Start Source extract

The man page reading club: sh(1) - part 1: shell grammar
This post is part of a series
After last time’s short entry and a relatively long hiatus, we are back in business with a big one!
A new day
After a good night of sleep and a cup of whatever people call
coffee in the post-apocalypse, you turn your computer back on. You
would like to learn more stuff, but you are unsure where to start
from. You vaguely remember a man afterboot
being mentioned
somewhere, so you start from there.
DESCRIPTION
Starting out
This document attempts to list items for the system administrator to
check and set up after the installation and first complete boot of the
system. The idea is to create a list of items that can be checked off so
that you have a warm fuzzy feeling that something obvious has not been
missed. A basic knowledge of UNIX is assumed, otherwise type:
$ help
You do have some knowledge of UNIX, someone might call it “basic”, but you believe “scattered” is a more appropriate adjective. In any case, a review won’t hurt. You type the command
$ help
And a manual page shows up. You could have typed man help
instead
to get the same result. After skimming throught the introduction,
you discover something worth digging into.

End Source extract

- Problems to solve:
**a.** Reproduce the stretch of the man page post from "The man page" through "with a big one!", keeping every character as it appears.
**b.** How many lines in the rows contain the string "church", matched with case counting? Reply with the number only.

Start Available records

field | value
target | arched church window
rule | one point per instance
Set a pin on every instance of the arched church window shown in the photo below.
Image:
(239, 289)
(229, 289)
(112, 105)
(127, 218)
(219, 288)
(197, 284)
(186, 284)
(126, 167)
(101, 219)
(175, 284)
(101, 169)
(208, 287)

End Available records
Start Available records

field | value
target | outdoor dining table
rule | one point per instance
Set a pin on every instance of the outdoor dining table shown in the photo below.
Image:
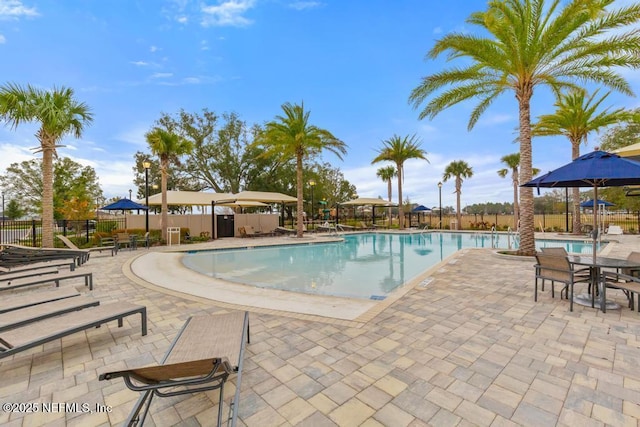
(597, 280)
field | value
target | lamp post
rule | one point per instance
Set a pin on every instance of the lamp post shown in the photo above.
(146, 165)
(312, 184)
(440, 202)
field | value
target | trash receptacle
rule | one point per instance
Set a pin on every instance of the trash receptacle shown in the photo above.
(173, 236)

End Available records

- The answers:
**a.**
The man page reading club: sh(1) - part 1: shell grammar
This post is part of a series
After last time’s short entry and a relatively long hiatus, we are back in business with a big one!

**b.** 2